Required action :: Please restate verbatim the lines that open the listing below, ending with the line in which "Keypoints: one point per instance, placed on the tall" occurs.

Task inputs ::

■ ■ ■ ■ ■

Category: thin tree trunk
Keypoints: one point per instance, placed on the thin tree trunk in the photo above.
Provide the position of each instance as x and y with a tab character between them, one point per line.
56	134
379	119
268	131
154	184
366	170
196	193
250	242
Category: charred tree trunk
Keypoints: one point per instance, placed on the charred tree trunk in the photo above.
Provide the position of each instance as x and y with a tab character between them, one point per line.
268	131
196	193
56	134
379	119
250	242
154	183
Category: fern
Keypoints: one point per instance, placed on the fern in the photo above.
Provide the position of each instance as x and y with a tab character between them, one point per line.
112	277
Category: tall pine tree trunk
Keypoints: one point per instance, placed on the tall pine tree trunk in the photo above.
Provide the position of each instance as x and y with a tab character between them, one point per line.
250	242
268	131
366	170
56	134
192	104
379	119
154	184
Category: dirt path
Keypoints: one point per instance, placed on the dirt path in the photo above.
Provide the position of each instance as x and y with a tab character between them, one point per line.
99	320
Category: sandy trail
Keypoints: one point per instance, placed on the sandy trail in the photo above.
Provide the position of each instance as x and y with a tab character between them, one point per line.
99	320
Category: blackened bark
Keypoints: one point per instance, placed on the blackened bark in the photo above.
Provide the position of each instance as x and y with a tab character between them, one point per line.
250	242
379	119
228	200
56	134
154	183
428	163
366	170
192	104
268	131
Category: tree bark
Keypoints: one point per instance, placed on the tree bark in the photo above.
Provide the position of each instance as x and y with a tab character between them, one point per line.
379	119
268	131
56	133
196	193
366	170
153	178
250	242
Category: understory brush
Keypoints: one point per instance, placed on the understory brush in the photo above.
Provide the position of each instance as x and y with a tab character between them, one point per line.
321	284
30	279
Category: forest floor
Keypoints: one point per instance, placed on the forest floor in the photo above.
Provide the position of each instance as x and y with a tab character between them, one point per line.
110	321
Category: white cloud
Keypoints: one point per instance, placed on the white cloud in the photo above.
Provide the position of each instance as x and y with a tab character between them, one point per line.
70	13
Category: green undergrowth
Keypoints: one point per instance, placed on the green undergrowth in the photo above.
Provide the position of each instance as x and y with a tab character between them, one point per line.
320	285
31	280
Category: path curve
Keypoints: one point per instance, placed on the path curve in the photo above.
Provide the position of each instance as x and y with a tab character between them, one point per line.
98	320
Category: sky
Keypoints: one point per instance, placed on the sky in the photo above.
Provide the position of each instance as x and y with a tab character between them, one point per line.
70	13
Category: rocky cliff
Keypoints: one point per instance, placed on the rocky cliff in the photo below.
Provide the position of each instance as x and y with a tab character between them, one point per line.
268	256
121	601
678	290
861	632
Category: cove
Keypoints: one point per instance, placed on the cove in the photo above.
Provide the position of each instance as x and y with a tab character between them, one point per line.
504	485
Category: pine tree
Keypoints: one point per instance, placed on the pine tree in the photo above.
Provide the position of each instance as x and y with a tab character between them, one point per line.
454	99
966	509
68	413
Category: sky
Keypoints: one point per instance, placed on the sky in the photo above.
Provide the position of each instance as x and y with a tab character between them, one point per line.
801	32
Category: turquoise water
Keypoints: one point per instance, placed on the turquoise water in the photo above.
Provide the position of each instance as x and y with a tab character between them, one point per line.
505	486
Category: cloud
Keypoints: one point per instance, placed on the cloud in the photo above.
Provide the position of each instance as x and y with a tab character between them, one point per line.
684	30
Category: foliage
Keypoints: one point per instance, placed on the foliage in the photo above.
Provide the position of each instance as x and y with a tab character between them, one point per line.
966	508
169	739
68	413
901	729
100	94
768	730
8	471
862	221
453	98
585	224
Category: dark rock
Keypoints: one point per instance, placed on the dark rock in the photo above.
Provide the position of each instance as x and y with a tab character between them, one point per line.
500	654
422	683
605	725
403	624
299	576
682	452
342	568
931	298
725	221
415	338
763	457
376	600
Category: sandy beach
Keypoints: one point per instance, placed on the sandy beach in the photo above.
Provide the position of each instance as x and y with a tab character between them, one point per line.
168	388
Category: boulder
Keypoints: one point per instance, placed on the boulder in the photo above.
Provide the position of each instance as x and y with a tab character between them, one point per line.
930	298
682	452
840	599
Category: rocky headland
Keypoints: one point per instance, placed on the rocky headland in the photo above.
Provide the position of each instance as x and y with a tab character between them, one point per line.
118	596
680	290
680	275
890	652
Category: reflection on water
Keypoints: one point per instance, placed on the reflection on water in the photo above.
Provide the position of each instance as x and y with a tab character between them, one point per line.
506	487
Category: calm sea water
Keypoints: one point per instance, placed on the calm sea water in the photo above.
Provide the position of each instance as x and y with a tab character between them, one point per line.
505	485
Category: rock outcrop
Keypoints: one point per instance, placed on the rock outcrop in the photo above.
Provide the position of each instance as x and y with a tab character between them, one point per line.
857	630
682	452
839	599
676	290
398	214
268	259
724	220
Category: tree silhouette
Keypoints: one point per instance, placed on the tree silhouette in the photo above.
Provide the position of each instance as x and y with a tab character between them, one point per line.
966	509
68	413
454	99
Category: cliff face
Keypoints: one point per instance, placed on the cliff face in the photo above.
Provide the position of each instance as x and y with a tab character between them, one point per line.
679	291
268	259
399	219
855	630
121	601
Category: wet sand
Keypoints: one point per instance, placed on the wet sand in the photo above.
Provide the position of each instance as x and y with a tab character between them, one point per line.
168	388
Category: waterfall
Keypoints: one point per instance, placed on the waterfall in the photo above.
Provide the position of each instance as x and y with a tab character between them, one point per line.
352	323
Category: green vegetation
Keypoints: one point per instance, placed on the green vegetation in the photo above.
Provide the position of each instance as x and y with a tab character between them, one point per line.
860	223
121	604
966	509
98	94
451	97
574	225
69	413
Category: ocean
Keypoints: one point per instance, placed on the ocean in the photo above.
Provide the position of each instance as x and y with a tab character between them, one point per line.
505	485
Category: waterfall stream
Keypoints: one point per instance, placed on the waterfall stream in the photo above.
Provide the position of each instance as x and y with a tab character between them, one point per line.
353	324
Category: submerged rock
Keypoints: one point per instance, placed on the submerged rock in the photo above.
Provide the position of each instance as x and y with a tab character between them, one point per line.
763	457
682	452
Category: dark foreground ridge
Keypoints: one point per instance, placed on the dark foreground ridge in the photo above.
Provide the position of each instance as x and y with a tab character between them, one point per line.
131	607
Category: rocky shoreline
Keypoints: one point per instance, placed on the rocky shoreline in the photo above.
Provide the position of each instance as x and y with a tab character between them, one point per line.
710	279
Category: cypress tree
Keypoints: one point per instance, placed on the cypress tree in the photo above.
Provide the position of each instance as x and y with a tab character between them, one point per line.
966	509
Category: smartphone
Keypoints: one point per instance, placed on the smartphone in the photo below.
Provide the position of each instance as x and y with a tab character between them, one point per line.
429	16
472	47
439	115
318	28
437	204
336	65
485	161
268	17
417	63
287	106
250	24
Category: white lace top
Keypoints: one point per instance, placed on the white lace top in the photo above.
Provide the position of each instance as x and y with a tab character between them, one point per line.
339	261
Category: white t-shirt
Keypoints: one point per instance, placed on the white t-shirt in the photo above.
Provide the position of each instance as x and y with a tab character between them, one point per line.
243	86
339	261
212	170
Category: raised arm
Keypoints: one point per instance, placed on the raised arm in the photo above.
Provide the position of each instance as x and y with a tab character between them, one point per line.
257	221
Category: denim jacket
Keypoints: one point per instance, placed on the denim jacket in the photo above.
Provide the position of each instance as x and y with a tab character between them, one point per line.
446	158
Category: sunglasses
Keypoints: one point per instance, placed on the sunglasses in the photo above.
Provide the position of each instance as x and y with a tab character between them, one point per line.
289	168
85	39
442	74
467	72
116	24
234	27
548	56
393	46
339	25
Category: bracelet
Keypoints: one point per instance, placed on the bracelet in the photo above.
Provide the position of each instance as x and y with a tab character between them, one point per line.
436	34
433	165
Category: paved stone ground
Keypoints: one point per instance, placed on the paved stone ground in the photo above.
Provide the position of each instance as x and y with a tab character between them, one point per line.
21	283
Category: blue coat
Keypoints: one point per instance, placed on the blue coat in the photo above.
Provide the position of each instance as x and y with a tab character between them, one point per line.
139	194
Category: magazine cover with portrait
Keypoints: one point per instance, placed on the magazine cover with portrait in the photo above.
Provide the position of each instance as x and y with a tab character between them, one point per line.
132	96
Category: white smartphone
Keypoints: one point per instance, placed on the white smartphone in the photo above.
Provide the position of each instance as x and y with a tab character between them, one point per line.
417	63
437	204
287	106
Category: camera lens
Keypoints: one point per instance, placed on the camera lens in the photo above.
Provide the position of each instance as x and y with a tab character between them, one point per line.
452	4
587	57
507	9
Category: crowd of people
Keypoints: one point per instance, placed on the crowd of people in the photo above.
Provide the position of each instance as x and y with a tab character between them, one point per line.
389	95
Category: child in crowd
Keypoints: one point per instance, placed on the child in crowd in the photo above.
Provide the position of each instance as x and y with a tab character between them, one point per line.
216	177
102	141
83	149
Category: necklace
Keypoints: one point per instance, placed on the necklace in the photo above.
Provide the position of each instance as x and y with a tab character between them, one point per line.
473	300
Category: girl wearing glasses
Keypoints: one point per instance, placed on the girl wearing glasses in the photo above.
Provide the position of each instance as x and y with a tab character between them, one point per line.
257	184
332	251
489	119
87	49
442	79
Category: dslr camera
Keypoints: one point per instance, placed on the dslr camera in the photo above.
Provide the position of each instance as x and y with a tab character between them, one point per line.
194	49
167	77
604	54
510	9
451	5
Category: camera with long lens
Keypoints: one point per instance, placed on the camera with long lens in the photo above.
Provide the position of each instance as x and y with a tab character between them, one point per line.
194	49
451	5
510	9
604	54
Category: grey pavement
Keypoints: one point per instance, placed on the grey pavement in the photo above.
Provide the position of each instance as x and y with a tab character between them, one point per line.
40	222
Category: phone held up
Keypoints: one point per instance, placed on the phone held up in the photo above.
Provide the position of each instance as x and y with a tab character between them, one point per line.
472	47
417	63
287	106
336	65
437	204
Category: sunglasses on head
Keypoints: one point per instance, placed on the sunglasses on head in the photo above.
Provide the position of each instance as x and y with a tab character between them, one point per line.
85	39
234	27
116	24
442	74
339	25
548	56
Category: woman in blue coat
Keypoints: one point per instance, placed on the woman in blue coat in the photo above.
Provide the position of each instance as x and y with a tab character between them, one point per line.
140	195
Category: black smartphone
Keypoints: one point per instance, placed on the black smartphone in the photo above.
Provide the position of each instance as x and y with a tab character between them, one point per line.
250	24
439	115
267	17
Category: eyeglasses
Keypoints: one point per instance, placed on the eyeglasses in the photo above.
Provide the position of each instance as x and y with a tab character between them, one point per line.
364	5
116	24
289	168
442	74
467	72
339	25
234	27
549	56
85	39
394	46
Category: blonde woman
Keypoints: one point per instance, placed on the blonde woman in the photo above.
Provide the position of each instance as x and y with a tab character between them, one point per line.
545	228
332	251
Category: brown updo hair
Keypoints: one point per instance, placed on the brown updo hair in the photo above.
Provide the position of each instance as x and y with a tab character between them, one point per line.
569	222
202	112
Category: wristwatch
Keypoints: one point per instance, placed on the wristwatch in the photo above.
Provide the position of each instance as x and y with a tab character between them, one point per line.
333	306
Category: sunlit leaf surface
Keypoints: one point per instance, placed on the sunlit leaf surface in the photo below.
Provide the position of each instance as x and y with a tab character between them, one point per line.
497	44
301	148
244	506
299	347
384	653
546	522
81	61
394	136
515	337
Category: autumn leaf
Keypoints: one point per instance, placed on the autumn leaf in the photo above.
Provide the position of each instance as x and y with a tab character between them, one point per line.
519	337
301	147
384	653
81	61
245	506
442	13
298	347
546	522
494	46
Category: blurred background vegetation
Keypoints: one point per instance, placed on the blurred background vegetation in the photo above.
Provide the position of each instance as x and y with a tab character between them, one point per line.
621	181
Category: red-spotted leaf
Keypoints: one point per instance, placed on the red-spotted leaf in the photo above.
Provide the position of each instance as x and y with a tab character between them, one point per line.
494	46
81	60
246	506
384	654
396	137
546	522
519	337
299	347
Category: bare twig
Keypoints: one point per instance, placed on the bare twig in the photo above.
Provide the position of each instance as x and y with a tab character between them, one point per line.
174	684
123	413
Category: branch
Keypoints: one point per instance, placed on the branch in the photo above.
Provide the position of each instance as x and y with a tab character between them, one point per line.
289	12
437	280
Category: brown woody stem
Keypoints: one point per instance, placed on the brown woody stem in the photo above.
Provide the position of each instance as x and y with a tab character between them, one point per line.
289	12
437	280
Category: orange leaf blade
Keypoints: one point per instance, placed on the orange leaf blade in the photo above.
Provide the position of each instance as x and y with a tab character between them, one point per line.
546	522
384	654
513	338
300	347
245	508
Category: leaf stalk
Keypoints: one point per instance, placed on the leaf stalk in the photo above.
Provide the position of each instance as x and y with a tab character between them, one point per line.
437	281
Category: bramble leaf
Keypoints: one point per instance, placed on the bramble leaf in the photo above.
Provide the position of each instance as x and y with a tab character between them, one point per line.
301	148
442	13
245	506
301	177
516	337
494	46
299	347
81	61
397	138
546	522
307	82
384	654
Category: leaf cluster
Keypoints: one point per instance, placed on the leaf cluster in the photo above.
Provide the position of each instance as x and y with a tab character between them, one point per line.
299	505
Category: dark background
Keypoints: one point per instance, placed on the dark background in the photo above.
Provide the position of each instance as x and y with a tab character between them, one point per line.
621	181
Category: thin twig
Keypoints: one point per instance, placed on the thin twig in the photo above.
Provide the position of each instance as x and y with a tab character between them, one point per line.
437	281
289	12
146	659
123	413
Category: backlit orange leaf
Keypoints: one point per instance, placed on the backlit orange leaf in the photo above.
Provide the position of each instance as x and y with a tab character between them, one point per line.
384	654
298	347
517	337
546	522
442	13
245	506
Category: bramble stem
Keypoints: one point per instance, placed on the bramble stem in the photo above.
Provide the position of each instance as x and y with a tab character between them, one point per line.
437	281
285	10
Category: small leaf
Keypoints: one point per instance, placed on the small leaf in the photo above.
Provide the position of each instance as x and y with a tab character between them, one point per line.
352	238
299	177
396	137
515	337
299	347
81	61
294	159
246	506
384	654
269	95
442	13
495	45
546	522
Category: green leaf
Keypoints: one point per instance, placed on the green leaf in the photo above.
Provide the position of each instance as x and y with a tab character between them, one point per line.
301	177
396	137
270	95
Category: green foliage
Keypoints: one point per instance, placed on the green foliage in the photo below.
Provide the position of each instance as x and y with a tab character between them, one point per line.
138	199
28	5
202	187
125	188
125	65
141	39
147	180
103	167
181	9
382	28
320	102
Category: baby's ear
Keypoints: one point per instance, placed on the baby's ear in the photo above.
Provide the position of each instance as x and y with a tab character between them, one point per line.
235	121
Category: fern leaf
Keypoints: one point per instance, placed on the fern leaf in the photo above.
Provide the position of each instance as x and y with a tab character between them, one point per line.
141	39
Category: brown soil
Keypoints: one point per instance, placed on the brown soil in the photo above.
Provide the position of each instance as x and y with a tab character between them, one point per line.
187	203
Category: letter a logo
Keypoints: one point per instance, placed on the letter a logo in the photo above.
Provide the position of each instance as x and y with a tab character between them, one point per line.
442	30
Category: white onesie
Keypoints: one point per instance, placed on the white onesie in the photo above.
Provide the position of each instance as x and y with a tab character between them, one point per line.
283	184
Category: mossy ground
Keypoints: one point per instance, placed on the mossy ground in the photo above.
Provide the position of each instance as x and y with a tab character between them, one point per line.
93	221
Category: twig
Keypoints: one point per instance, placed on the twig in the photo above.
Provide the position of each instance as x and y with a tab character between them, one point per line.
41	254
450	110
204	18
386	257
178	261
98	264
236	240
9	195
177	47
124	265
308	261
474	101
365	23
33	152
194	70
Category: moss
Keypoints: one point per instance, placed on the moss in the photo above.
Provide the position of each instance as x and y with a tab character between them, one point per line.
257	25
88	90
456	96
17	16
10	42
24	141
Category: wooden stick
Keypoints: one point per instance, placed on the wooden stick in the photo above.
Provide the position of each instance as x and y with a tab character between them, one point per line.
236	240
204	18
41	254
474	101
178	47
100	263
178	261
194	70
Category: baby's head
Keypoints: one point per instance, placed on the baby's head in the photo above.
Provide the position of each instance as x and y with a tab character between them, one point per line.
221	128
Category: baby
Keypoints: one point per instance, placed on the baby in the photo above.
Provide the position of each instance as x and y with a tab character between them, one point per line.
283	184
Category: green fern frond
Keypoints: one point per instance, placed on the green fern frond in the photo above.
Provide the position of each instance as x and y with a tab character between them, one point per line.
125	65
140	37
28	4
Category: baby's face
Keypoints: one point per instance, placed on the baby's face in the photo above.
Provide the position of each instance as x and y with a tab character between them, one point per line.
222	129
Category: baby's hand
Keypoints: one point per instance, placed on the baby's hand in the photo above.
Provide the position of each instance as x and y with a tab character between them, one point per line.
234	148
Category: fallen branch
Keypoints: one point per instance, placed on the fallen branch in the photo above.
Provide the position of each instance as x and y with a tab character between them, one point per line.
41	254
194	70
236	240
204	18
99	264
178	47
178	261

■ ■ ■ ■ ■

Exercise answer ::
Category: thin tree trunk
Keypoints: one point per instance, placed on the thin tree trunk in the photo above.
Provide the position of each instance as x and y with a tab character between them, one point per line.
56	134
379	119
268	131
154	184
366	170
196	193
250	242
Category: charred tree trunk
Keypoints: one point per instance, placed on the charred tree trunk in the photo above.
Provide the position of each instance as x and y with a tab character between them, one point per line.
268	131
196	193
56	134
379	119
250	242
154	183
Category: fern
Keypoints: one point per instance, placed on the fern in the photo above.
Provide the position of each instance as x and y with a tab character between them, one point per line.
112	277
Category: tall pine tree trunk
Keypoints: one point per instance, placed on the tall pine tree trunk in the photo above.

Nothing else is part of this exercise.